### PROBLEM DESCRIPTION
Please duplicate, word for word, the entries from the line containing "of the short" through the end of the entries, including both ends.

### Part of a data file
----------

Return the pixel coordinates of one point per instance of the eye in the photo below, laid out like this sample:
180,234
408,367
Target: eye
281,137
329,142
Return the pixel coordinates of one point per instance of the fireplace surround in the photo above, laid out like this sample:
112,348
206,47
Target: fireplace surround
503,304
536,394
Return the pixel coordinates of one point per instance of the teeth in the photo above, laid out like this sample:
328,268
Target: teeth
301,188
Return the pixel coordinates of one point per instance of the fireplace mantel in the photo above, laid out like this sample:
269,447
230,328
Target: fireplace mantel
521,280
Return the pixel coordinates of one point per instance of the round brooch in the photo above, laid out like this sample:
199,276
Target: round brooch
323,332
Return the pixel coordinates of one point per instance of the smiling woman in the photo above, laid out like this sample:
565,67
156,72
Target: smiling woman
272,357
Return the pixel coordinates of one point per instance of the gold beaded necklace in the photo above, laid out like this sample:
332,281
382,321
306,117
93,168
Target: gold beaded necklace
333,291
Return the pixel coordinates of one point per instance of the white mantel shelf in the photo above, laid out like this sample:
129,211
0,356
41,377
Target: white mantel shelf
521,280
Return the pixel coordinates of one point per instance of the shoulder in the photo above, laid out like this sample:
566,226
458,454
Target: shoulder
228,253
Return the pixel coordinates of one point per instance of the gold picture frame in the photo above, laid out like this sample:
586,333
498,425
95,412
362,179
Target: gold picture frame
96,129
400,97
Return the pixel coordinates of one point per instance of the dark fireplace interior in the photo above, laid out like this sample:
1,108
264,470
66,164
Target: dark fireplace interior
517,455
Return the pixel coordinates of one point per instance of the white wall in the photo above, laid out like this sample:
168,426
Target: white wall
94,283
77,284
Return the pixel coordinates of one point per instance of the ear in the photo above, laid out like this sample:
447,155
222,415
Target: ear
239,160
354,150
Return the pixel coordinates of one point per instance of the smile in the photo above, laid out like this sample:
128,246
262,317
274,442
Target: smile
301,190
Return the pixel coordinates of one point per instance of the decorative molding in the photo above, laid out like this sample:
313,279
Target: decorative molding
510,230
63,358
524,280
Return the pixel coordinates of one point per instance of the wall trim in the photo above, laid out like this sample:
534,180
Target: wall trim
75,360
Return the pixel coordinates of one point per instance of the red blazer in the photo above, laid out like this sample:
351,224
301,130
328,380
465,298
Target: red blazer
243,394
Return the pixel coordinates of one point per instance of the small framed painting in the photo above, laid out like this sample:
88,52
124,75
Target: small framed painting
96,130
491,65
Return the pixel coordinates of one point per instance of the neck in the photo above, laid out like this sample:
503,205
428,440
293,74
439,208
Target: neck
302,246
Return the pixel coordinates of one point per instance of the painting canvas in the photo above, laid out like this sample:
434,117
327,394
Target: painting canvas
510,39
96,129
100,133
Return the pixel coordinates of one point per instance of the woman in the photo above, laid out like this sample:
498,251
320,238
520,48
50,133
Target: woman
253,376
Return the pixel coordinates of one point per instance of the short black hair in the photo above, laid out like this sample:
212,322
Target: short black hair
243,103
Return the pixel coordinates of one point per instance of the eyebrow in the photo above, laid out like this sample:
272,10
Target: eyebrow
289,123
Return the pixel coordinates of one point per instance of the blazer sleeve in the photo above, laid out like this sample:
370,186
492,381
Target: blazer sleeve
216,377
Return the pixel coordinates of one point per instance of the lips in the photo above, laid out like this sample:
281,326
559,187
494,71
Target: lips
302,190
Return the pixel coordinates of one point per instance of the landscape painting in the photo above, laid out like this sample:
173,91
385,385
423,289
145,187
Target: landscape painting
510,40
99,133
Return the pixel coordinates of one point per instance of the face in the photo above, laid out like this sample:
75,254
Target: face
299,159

----------

### ANSWER FOR THE TASK
Return the pixel coordinates of one point per instance of the short black hair in the photo above, laid out like this sample:
212,322
Target: short black hair
243,103
Return the pixel coordinates of one point per instance of the eyebrow in the photo above, laid out like this sample:
272,10
Target: eyebrow
289,123
Return the pixel coordinates of one point per instance of the blazer sleeve in the photo above, laid out like this sample:
370,186
492,381
Target: blazer sleeve
216,377
Return the pixel coordinates of one point per instance of the lips in the photo above, laid out like this sample:
281,326
559,187
494,71
Target: lips
302,190
Return the pixel coordinates of one point per instance of the landscape painting in the photo above, laid out like this sample:
173,91
385,385
423,289
145,187
Target: landscape painting
510,40
99,133
Return the pixel coordinates of one point per instance of the face in the photo above, laid out like this sample:
75,254
Target: face
299,159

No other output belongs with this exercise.